***** EXTRACT TO READ

Dr. Feelgood (stylized as ) is the fifth studio album by American heavy metal band Mötley Crüe, released on August 28, 1989. Dr. Feelgood topped the Billboard 200 chart, making it the band's only album to claim this position. It was the first album Mötley Crüe recorded after their quest for sobriety and rehabilitation in 1989. In addition to being Mötley Crüe's best selling album, it is highly regarded by music critics and fans as the band's best studio album. This was also the band's last album to be recorded with lead singer Vince Neil until the 1997 album Generation Swine.

Recording
Producer Bob Rock found working with the Crüe difficult, describing them as "four L.A. bad asses who used to drink a bottle of wine and want to kill each other." To minimize conflict and allow production to proceed smoothly, Rock had each member record their parts separately.

The lyrics of "Don't Go Away Mad (Just Go Away)" feature a reference to "Too Young to Fall in Love" from the band's 1983 album Shout at the Devil.

The intro track "T.n.T. (Terror 'n Tinseltown)" features a sample of a woman saying "Dr Davis, telephone please". This was the same sample used by the band Queensrÿche for their song "Eyes of a Stranger" which was off of their album Operation: Mindcrime released one year prior to Dr. Feelgood.

The end of "Slice of Your Pie" is based on "She's So Heavy", from the Beatles' Abbey Road album.

Steven Tyler of Aerosmith sings backing vocals on "Sticky Sweet". "Nikki and Tommy and I hung out a lot," said Tyler, who was in Vancouver around the same time, recording Pump. "Of course, we're all akin by our old drinking and drugging days."

Release
Dr. Feelgood has sold more than 6 million copies in the U.S., and went Gold in the U.K. In various interviews, members of Mötley Crüe stated that it was their most solid album from a musical standpoint, due in no small part to their collective push for sobriety.

**********

PROBLEM SET:
**a)** Please copy the part of the Dr. Feelgood album text from "The intro track" to "Abbey Road album." word for word.
**b)** Continue the Dr. Feelgood album text from the point where it stops.
The records below were taken from a separate source and have no connection to the album text.

***** MATERIAL SHOWN

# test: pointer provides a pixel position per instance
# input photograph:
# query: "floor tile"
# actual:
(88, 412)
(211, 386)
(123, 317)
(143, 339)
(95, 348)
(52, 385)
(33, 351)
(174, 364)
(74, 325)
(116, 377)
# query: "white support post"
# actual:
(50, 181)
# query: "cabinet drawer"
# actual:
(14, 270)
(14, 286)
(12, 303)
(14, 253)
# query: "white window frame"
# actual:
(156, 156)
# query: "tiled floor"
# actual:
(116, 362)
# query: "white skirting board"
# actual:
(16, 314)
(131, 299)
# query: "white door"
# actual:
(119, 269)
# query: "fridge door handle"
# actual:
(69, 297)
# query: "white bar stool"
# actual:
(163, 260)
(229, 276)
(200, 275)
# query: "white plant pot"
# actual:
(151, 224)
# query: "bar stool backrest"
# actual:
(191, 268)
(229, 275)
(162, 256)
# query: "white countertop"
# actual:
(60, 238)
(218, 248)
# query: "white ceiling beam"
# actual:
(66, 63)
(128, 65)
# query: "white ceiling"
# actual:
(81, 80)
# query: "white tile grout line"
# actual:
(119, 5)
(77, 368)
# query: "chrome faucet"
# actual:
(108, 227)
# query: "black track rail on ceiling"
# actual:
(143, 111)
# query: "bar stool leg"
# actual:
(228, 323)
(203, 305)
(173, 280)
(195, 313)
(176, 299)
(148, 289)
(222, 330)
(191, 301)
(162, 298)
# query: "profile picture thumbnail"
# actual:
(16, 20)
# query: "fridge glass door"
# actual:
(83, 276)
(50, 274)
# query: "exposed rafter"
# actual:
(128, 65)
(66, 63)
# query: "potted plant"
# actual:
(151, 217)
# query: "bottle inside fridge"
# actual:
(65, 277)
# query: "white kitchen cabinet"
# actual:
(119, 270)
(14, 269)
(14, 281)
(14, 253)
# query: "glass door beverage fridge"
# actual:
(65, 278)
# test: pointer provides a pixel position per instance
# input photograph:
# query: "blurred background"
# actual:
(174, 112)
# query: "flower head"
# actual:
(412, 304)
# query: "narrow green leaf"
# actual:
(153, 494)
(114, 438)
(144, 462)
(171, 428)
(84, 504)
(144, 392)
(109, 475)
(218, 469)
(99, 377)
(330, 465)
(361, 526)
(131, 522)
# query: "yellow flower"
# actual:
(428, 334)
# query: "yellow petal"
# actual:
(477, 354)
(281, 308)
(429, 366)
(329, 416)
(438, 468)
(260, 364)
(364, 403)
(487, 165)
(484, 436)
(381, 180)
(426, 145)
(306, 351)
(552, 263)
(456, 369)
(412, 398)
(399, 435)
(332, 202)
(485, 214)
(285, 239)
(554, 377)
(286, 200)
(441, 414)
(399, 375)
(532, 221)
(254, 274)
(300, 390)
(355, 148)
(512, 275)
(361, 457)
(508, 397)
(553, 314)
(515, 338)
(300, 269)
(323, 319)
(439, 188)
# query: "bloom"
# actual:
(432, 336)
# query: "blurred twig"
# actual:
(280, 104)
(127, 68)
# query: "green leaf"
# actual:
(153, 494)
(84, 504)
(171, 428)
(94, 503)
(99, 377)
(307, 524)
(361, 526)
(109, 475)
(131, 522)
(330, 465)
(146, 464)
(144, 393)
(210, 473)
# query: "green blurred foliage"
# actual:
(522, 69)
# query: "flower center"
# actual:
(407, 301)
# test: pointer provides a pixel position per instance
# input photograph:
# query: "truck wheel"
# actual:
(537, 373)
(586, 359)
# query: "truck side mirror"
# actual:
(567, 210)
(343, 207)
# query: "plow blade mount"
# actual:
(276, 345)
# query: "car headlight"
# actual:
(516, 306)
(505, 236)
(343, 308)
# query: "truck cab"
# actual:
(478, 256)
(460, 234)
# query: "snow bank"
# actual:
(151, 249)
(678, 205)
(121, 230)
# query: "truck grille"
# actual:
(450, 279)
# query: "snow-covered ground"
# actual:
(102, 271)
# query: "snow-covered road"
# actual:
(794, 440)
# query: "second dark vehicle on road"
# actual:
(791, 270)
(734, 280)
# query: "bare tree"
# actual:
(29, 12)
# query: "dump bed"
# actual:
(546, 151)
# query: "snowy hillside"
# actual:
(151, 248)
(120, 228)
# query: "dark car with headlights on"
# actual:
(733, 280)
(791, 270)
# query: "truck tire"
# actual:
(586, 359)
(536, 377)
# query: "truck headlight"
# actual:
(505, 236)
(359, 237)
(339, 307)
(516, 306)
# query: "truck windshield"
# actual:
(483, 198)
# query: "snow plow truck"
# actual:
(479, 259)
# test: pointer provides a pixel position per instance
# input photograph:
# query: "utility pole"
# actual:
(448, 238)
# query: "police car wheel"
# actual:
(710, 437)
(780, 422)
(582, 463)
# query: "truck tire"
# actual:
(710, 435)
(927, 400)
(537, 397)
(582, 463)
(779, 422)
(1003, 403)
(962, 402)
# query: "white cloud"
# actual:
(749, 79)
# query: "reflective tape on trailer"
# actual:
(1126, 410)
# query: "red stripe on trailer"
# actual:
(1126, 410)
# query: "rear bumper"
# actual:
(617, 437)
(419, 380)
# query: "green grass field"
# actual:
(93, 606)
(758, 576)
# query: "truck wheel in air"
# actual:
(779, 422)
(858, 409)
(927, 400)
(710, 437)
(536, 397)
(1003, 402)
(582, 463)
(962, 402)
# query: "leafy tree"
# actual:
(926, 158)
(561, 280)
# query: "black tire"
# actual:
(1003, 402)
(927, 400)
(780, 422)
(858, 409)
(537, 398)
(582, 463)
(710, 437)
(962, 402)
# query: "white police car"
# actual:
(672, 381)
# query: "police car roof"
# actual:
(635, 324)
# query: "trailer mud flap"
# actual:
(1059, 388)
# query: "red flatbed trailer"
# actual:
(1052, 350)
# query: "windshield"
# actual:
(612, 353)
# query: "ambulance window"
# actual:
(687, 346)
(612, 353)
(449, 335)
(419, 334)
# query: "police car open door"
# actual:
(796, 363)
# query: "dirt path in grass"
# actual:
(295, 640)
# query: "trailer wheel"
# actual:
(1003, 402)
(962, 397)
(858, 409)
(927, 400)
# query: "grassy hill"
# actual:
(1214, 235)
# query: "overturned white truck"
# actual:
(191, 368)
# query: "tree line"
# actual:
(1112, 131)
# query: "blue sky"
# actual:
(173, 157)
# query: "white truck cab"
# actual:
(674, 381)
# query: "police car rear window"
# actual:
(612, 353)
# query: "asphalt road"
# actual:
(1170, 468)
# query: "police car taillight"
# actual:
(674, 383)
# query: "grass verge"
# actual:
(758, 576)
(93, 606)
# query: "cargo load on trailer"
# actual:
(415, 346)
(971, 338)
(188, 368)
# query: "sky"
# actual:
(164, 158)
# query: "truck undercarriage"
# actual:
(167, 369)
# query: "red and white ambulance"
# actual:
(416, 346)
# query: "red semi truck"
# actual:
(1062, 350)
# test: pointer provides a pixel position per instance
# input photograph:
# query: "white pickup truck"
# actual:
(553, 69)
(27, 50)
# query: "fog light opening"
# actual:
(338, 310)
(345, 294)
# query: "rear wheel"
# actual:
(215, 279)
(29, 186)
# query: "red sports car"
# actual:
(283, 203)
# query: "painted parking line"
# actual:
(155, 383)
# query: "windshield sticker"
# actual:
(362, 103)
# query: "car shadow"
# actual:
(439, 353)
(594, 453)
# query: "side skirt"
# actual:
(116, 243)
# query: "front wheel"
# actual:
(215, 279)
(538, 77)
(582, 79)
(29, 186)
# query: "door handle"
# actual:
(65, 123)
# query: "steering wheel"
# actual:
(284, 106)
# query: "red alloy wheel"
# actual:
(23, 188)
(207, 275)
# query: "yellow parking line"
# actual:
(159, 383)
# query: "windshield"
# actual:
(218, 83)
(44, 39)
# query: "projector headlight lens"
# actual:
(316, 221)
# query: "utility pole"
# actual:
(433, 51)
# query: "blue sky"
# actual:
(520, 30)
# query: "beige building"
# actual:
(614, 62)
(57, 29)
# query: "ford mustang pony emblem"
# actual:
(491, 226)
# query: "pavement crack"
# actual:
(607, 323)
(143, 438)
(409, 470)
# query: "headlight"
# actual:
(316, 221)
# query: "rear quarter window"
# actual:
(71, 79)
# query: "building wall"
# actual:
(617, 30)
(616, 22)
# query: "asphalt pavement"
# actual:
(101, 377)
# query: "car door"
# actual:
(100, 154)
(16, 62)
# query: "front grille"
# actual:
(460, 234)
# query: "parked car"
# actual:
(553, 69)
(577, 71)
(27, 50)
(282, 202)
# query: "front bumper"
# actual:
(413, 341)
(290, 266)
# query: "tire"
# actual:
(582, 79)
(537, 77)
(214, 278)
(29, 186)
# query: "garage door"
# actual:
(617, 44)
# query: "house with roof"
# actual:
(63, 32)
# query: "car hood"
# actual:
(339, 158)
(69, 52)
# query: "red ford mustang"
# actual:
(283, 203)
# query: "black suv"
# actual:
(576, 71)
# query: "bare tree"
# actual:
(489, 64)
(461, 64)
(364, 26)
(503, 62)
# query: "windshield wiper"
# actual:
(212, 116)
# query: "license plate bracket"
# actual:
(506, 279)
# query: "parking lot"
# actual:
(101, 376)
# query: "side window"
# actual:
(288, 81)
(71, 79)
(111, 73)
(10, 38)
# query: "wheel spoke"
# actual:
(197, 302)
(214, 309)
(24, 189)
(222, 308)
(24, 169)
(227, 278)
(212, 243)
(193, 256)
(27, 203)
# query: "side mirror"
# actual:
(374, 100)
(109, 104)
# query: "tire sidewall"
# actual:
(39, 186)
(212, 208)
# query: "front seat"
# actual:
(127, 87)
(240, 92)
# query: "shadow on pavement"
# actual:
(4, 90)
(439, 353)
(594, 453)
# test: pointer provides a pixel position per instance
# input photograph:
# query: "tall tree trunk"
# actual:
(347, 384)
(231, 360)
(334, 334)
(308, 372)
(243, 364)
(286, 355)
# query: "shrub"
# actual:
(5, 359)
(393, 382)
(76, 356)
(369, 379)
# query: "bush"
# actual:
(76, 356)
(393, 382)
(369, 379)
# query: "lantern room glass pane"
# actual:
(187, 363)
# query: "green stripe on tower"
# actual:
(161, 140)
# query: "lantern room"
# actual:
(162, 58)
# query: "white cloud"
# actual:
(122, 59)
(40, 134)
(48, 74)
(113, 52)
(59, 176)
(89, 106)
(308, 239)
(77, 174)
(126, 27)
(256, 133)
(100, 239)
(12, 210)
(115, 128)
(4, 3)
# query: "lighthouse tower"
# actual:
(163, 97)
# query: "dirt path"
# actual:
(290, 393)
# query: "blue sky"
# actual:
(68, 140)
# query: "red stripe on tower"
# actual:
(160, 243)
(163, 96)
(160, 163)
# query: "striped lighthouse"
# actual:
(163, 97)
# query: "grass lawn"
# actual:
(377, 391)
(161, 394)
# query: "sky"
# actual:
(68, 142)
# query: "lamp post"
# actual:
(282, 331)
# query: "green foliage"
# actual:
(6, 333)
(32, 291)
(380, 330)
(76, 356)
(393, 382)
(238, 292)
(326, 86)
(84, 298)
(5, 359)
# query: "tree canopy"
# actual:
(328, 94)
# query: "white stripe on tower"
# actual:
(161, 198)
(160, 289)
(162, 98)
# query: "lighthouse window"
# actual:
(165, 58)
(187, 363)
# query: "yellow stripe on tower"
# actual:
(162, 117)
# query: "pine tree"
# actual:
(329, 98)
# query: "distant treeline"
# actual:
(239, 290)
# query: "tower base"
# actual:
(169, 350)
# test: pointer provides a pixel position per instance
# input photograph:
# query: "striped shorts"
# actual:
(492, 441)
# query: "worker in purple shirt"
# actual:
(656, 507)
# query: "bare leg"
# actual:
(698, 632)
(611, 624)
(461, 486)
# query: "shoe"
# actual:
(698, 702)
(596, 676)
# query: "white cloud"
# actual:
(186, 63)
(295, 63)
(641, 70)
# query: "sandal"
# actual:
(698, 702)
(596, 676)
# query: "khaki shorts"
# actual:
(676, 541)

**********

PER-TASK OUTPUTS:
**a)**
The intro track "T.n.T. (Terror 'n Tinseltown)" features a sample of a woman saying "Dr Davis, telephone please". This was the same sample used by the band Queensrÿche for their song "Eyes of a Stranger" which was off of their album Operation: Mindcrime released one year prior to Dr. Feelgood.

The end of "Slice of Your Pie" is based on "She's So Heavy", from the Beatles' Abbey Road album.

**b)**
Critical reception

Reviews for Dr. Feelgood have been highly positive. Critics remarked the renewed energy and entertaining values that permeate the album, bringing the listeners "in a world of everlasting party",  where they "savored the joys of trashy, unapologetically decadent fun". Bob Rock's meticulous production was universally praised, in particular for affording "the band the ability to write stronger melodic hooks without losing the hard rock sound they so coveted" and for the power of the guitar riffs.

Canadian journalist Martin Popoff wrote that Dr. Feelgood is an album "made by a dumb band trying really hard" while a BBC Music reviewer declared it "a glitzy flashy experience... ultimately shallow and narcissistic". Other critics stated that Mötley Crüe are not "out to win humanitarian awards or impress us with lyrical muscle", but to rock "...hard"! Dr. Feelgood, wrote Mick Wall in a review of 2009's reissue, "was the first time Mötley Crüe actually became well-known for music. Until then, their unthinking mash-up of glam and metal had made them a hoot onstage but a disappointment on record... Though pushed close by last year's shock return with the weighty Saints of Los Angeles, [the album is] the best Mötley Crüe have ever released."

"Dr. Feelgood" and "Kickstart My Heart" were nominated for Grammy awards for Best Hard Rock Performance in 1990 and 1991, but lost both years to Living Colour. Mötley Crüe won the best Hard rock/Heavy metal album of the year at the American Music Awards in January 1991 for Dr. Feelgood.

Legacy
Metallica drummer Lars Ulrich recruited Bob Rock to produce their self-titled 1991 album after being impressed with Rock's production work on Dr. Feelgood. Rock would later produce Metallica's subsequent albums, until St. Anger, where he also played that album's bass parts.

Nike SB created a shoe based on the album cover.

As of October 14, 2008, the album, minus the opening track "T.N.T. (Terror 'N Tinseltown)" because of length and playability, has become downloadable content for the Rock Band video game series. The tracks "Dr. Feelgood" and "Kickstart My Heart" were also released as downloadable content for the video game Rocksmith 2014 in 2015.
 
"Dr. Feelgood" and "Kickstart My Heart" are available in the soundtrack of 2009 video game, Brütal Legend

To mark the twentieth anniversary of the album, Mötley Crüe performed the album in its entirety at Crüe Fest 2.

Track listing

Note
The original Korean LP edition does not contain the first two tracks, "T.n.T. (Terror 'n Tinseltown)" and "Dr. Feelgood".

Dr. Feelgood: The Videos
Dr. Feelgood: The Videos is a video album released in 1990 and features all the music videos from the album, concert footage, interviews and recording session footage.
 
Videos include
 "Dr. Feelgood"
 "Kickstart My Heart"
 "Without You"
 "Don't Go Away Mad (Just Go Away)"
 "Same Ol' Situation (S.O.S.)"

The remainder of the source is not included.